Δt the second period of time 400b, as shown in FIGS. 3B and 4, the charge pump 18 is in the second configuration wherein the first switch state is set to opened and the second switch state is set to closed to electrically couple the bottom plate 228 of the sampling capacitor 224 to the buffer output 234 and to electrically couple the top plate 226 of the sampling capacitor 224 to the output node 50 to provide both the offset current, I_OS, to the output node 50 and the down signal current, I_DN, to the tail transistor 216. The down signal current, I_DN, of the charge pump 18 is thus generated by diverting the N-side tail current (I_tail) flowing through the tail transistor 216, when the “DN” signal 42b issued by the PFD 14 goes high. The offset current, I_OS, is thus generated from the top plate 226 of the sampling capacitor 224.

Δt the moment when the first switch 240a has the first state of open while both the second switch 240b and the third switch 240c have the second state of closed, i.e., during the second period of time 400b, the bottom plate 228 of the sampling capacitor 224 is tied to the buffer output 234 of the voltage buffer 230, while the top plate 226 of the sampling capacitor 224 is connected to the output node 50 to provide the offset current, I_OS, as the control current signal 46, and the down current, I_DN. This flip around action is equivalent to having a pull up offset current dumping the positive charge on the top plate 226 onto the loop filter 22, e.g., via the output node 50.

In this way, both the offset current, I_OS, and the down current, I_DN, are generated by the same current source, i.e., the sampling capacitor 224, resulting in both the offset current, I_OS, and the down current, I_DN, being highly correlated. A low-frequency part of an aggregated current noise, I_tn, from the tail current source, I_tail, may be cancelled, or minimized, during this “chopping” operation, while a high-frequency part of the aggregated current noise, I_tn, may be naturally filtered out by the loop filter 22. That is, there is effectively a chopping operation which cancels, or minimizes, the low-frequency (e.g., 1/f) noise in the charge pump 18. Thus, there is no need to make the size of the tail current source excessively large to minimize the in-band phase noise of the PLL 10 as has traditionally been required.

As shown in FIG. 4, most of the period of the time when the tail current, I_tail, is not used, e.g., outside the first period of time 400a, the down current, I_DN, is generated to discharge the sampling capacitor 224, as shown in FIG. 3A. In one embodiment, during the locked phase, the “DN” signal 42b stays high based on a relative phase of the reference clock signal 38a with the feedback clock signal 38b as determined by the PFD 14, and may stay high for a relatively small portion of a reference clock cycle of the reference clock signal 38a.

The period of the down signal 42b high could be variable if the PLL 10 is in fractional-N operation. To ensure safe operation in this embodiment, there may be guard bands among different discharging phases and charging phases. Thus, there may still be a period of time when the tail current, I_tail, is being “wasted,” i.e., when the down-bar signal 42b′ goes high, e.g., at a second time 404b.

▸ TASK PROMPT
From the charge pump passage, extract word for word the part starting at "As shown in FIG. 4, most" and ending at "clock signal 38a.".

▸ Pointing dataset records
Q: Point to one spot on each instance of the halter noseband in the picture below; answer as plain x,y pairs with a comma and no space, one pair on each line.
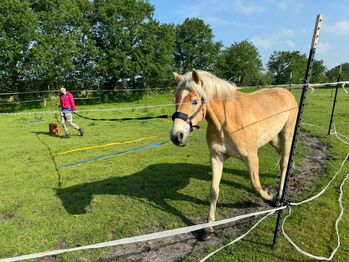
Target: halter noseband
187,118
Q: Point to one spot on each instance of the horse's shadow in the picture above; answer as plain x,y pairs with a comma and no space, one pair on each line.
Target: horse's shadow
156,184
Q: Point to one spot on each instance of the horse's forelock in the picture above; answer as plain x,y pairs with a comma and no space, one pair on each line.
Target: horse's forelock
212,86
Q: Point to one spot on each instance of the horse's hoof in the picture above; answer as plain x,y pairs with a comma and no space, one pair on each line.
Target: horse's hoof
204,234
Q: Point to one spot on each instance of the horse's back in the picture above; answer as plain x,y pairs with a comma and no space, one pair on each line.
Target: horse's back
268,111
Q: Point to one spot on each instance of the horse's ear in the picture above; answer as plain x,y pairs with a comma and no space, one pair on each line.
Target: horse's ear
195,75
178,77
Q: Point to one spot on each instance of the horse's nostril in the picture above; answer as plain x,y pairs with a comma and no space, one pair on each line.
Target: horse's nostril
181,135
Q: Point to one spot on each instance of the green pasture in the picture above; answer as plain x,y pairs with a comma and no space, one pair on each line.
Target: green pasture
44,207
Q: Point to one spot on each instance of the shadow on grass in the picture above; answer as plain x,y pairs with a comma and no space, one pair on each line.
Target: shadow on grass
154,185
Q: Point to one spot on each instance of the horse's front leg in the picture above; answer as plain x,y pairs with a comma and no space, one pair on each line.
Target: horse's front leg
217,169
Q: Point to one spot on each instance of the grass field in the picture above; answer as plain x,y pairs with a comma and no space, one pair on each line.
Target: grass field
43,207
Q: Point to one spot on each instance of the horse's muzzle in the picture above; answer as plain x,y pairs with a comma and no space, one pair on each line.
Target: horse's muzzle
179,139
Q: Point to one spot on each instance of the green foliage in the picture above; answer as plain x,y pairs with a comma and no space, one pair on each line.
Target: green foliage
152,190
18,25
240,63
333,73
194,47
282,64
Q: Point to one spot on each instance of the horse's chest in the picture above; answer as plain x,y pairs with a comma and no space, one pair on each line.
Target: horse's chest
228,149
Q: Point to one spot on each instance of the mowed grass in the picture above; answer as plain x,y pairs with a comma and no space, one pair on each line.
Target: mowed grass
43,207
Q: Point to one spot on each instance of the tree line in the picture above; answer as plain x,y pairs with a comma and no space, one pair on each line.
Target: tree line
111,44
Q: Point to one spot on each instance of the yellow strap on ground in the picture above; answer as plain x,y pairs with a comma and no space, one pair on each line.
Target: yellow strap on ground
105,145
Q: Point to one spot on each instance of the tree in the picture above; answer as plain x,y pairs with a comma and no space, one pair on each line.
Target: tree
282,63
318,73
194,46
18,24
332,74
63,49
241,63
125,33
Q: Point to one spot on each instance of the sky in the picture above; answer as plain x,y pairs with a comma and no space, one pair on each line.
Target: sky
271,25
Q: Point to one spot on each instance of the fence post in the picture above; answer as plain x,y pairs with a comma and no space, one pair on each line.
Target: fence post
298,122
290,84
335,98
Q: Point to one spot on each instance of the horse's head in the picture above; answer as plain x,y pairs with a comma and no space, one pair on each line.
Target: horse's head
190,107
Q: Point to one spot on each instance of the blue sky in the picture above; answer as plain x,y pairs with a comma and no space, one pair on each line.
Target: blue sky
269,24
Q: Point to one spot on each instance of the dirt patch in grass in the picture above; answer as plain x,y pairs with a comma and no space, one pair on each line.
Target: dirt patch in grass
181,246
7,217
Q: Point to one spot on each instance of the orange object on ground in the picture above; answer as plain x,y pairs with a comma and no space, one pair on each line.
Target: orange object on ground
53,129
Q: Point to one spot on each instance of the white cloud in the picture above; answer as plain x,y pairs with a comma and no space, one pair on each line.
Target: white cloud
283,38
247,7
324,47
294,6
339,28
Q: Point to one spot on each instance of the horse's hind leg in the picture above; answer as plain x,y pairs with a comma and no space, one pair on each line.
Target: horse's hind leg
217,169
275,142
253,167
286,136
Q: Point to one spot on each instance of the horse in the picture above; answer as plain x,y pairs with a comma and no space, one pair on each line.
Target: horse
238,125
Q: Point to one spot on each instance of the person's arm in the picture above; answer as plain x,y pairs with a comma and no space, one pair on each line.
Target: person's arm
60,102
72,102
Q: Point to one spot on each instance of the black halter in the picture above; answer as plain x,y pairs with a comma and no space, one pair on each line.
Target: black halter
187,118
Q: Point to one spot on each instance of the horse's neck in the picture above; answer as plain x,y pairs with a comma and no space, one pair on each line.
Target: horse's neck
218,111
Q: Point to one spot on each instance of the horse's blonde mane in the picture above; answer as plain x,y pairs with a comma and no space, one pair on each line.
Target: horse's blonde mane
212,87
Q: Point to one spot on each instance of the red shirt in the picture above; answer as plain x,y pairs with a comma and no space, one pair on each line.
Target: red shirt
67,101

▸ THE COMPLETED TASK
As shown in FIG. 4, most of the period of the time when the tail current, I_tail, is not used, e.g., outside the first period of time 400a, the down current, I_DN, is generated to discharge the sampling capacitor 224, as shown in FIG. 3A. In one embodiment, during the locked phase, the “DN” signal 42b stays high based on a relative phase of the reference clock signal 38a with the feedback clock signal 38b as determined by the PFD 14, and may stay high for a relatively small portion of a reference clock cycle of the reference clock signal 38a.